## Aufgabe 1:
Schreibe die Datenzeilen neu, und zwar vom Anfang der Datenzeilen bis einschließlich der Zeile mit "[529,219,563,278]". Ersetze dabei "bounding box" durch "Begrenzungsrahmen", lass alles andere unverändert und das Bild weg.

Ist deine Plugin.xml auch korrekt?
Du solltest übrigens wirklich nicht dein exportiertes PlugIn in das Eclipse werfen mit dem du selbiges Entwickelt hast.
Nimm eine frische Kopie, sonst wird's spätestens in der Runtime Application schräg.


----------



## der JoJo (30. Jul 2007)

Wildcard hat gesagt.:
			
		

> Ist deine Plugin.xml auch korrekt?
> Du solltest übrigens wirklich nicht dein exportiertes PlugIn in das Eclipse werfen mit dem du selbiges Entwickelt hast.
> Nimm eine frische Kopie, sonst wird's spätestens in der Runtime Application schräg.



ähm welche von den vielen (sind ja mehrere plugins).
die müssten aber eigendlich alle stimmen.

## Bereitgestellte Zeilen:
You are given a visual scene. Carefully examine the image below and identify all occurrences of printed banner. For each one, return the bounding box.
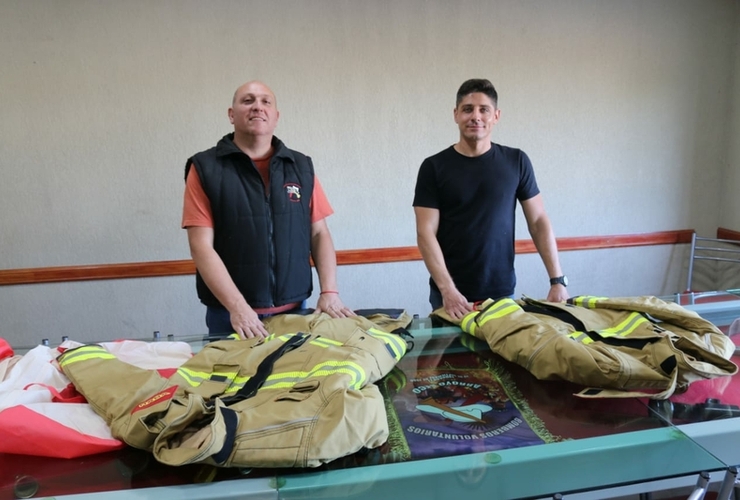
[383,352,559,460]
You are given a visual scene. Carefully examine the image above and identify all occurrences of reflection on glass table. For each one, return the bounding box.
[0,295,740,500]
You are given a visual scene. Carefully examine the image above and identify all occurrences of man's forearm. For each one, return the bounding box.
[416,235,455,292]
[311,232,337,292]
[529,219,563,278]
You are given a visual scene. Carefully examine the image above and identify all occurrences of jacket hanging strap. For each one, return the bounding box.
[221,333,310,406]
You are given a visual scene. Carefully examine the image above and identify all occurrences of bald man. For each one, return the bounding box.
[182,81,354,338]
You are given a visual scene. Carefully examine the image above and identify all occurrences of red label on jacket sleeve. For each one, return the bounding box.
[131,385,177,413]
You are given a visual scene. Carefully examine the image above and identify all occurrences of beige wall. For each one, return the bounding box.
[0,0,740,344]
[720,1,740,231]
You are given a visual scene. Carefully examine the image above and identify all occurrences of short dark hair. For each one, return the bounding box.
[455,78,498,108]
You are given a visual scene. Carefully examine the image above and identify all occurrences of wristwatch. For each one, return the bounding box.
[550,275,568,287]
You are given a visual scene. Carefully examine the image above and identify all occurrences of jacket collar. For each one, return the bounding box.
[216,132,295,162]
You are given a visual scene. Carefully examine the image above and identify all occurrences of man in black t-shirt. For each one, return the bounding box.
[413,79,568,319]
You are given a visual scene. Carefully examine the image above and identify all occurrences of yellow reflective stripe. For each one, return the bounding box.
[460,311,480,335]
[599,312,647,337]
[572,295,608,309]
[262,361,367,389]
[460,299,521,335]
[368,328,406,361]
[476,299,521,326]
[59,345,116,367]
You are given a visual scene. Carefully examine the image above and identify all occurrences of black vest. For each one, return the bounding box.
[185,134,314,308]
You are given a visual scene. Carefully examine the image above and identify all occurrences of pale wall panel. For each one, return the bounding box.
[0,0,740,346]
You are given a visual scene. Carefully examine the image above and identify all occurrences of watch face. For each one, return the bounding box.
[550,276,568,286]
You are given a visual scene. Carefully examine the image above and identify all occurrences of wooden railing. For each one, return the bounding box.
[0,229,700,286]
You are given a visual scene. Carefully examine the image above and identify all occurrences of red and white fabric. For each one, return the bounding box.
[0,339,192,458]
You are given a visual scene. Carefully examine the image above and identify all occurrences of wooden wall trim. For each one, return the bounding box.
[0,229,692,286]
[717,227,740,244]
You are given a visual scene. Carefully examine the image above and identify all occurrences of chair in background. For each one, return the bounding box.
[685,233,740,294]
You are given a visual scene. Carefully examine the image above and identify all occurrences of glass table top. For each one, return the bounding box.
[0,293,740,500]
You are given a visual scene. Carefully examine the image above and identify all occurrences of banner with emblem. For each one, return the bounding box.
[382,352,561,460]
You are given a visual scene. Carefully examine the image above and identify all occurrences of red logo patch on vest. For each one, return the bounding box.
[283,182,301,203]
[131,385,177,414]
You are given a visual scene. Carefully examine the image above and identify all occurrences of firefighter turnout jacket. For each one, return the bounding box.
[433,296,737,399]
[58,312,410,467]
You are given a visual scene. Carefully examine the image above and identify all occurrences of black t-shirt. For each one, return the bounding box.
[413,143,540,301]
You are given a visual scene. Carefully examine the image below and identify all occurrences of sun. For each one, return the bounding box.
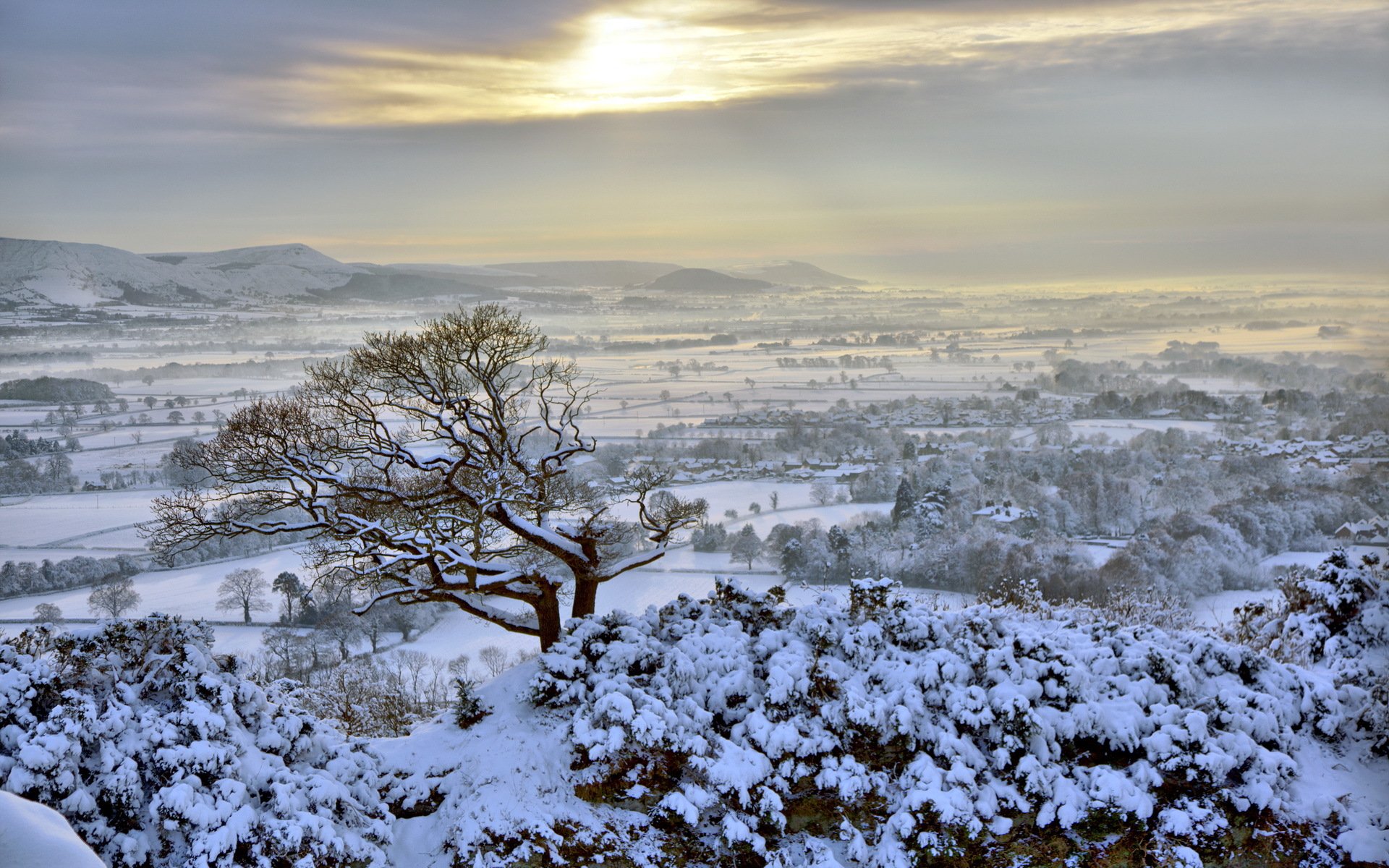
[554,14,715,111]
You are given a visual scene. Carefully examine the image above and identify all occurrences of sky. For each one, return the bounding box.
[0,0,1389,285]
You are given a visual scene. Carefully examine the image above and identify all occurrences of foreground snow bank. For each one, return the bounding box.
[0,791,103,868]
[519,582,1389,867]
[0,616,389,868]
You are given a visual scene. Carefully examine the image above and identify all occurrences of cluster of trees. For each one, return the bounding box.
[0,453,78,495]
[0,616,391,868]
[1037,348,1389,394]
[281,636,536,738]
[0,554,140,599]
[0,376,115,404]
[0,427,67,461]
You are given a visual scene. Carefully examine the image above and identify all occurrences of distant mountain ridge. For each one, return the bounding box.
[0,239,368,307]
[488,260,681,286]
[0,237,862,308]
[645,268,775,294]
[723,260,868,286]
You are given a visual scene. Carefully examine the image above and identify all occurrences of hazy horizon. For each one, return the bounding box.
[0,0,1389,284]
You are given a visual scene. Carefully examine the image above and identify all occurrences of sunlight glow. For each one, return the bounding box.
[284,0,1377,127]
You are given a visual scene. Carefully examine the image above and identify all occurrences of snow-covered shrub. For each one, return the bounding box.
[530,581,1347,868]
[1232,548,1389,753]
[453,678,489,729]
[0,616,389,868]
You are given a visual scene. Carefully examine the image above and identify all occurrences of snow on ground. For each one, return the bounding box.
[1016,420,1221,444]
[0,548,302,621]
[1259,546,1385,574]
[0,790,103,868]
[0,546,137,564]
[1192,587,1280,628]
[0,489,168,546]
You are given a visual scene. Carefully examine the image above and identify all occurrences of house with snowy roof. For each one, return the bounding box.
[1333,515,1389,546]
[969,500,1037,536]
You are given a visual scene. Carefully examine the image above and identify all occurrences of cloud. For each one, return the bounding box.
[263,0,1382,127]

## Aufgabe 2:
Setze den ausgewählten Text über das exportierte Eclipse-Plugin im Anschluss an seinen letzten Satz fort.

## Ergebnis 1:
You are given a visual scene. Carefully examine the image below and identify all occurrences of printed banner. For each one, return the Begrenzungsrahmen.
[383,352,559,460]
You are given a visual scene. Carefully examine the image above and identify all occurrences of reflection on glass table. For each one, return the Begrenzungsrahmen.
[0,295,740,500]
You are given a visual scene. Carefully examine the image above and identify all occurrences of man's forearm. For each one, return the Begrenzungsrahmen.
[416,235,455,292]
[311,232,337,292]
[529,219,563,278]

## Ergebnis 2:
Ich meine schließlich geht dad ja in der runtime application :bahnhof: 
werds aber mal in einer frischen version probieren


----------



## der JoJo (30. Jul 2007)

:bahnhof: die Scheiße geht  :bahnhof: 
in einer frischen Version von eclipse tut das laufen  :bahnhof: 
und nu  :?: 
kann mir das einer erklären  :?:  :?:  :?:
ich meine, hattet ihr sowas auch schohn mal ?
Warum findet der einfach so eine Klasse nimmer (IConsole) und wenn ich einen gecleante version nehme gehts wieder???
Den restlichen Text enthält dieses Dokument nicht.